== Text ==
■ ■ ■ ■ ■

Feature | May 13, 2013

CREST Sub-Study Finds Angioplasty After Carotid Stenting Reduces Risk of Repeat Blockage

Minor adjustments during carotid artery interventions can reduce long-term restenosis at two-year follow-up and may lower risk of stroke complications

May 13, 2013 — For patients who received stents to restore blood flow through the main arteries supplying blood to the brain, inflating a tiny balloon inside the arteries after implantation of the stent reduced restenosis, or repeat blockages, of the treated arteries, making them less likely to reclose. Modifying the order in which carotid stenting and balloon angioplasty is performed could also alter risk of stroke complications, according to the investigators of the Carotid Revascularization Endarterectomy versus Stenting Trial (CREST) sub-study presented at the Society for Cardiovascular Angiography and Interventions (SCAI) 2013 Scientific Sessions.

■ ■ ■ ■ ■

== Exercise 1 ==
Duplicate the passage of the carotid stenting article that begins with the words containing "Minor adjustments during" and ends with "2013 Scientific Sessions.".
== Exercise 2 ==
Go on with the carotid stenting article from the point where it stops.

== Data items ==
■ ■ ■ ■ ■

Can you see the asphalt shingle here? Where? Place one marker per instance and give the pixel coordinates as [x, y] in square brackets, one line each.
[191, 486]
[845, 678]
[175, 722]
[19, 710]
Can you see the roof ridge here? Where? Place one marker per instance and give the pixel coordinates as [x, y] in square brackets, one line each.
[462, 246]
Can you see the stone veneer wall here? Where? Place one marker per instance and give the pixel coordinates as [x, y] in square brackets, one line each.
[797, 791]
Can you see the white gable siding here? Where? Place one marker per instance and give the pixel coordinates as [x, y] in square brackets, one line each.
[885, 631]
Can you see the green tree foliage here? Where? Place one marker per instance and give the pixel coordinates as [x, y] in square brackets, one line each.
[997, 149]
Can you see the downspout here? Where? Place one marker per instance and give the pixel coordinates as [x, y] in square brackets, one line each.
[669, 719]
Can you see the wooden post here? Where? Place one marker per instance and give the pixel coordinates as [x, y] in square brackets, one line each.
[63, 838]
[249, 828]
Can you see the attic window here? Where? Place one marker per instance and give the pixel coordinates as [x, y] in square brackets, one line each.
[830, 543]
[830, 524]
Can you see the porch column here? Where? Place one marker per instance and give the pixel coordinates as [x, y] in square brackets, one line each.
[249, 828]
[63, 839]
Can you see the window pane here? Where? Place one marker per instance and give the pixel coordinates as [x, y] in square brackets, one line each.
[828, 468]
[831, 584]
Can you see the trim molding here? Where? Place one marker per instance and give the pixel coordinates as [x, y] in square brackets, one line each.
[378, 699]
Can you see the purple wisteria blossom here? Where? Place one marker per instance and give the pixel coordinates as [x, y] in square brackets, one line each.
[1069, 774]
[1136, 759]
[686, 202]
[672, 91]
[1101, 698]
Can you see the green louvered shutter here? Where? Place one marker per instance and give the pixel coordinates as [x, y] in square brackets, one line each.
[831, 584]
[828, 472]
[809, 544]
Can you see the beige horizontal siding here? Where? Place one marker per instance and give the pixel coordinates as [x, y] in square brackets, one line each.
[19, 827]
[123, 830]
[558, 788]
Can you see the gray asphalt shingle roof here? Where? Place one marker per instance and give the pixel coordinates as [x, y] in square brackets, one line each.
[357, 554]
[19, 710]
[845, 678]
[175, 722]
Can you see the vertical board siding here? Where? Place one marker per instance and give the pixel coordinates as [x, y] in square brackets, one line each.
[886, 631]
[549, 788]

■ ■ ■ ■ ■

== Answer section 1 ==
Minor adjustments during carotid artery interventions can reduce long-term restenosis at two-year follow-up and may lower risk of stroke complications

May 13, 2013 — For patients who received stents to restore blood flow through the main arteries supplying blood to the brain, inflating a tiny balloon inside the arteries after implantation of the stent reduced restenosis, or repeat blockages, of the treated arteries, making them less likely to reclose. Modifying the order in which carotid stenting and balloon angioplasty is performed could also alter risk of stroke complications, according to the investigators of the Carotid Revascularization Endarterectomy versus Stenting Trial (CREST) sub-study presented at the Society for Cardiovascular Angiography and Interventions (SCAI) 2013 Scientific Sessions.

== Answer section 2 ==
CREST is the largest, prospective randomized study that compared angioplasty and stenting of the carotid artery in the neck to surgery (carotid endarderectomy), the standard treatment. Carotid stenting is currently only available as a treatment option for patients who cannot undergo surgery. The objective of this sub-study was to evaluate whether undergoing angioplasty post-carotid stenting increases the risk of complications such as stroke.

“Carotid stenting is the subject of ongoing research because it provides a less invasive treatment option, which is often necessary for patients who are too sick to undergo surgery,” said Mahmoud B. Malas, M.D., lead author of the sub-study and associate professor of surgery at Johns Hopkins University and chief of endovascular surgery at Johns Hopkins Bayview Medical Center in Baltimore. “These results show performing balloon angioplasty after stenting significantly reduced the risk of those same arteries narrowing again, but may also increase, though not significantly, the risk of stroke.”

Of 1,109 patients in CREST who underwent carotid artery stenting, 69 patients underwent balloon deployment before the stent was implanted, 344 underwent balloon deployment after the stent was implanted and 696 patients had balloon angioplasty before and after the stent was implanted.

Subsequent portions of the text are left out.